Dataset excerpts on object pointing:
§ §

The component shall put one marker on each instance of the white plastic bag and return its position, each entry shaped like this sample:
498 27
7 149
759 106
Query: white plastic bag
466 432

§ §

**Brief:** Output all preceding records character for character.

**Exercise answer:**
The component shall put one marker on each instance of the white plastic bag and return its position, each entry shaped like this sample:
498 27
7 149
759 106
Query: white plastic bag
466 432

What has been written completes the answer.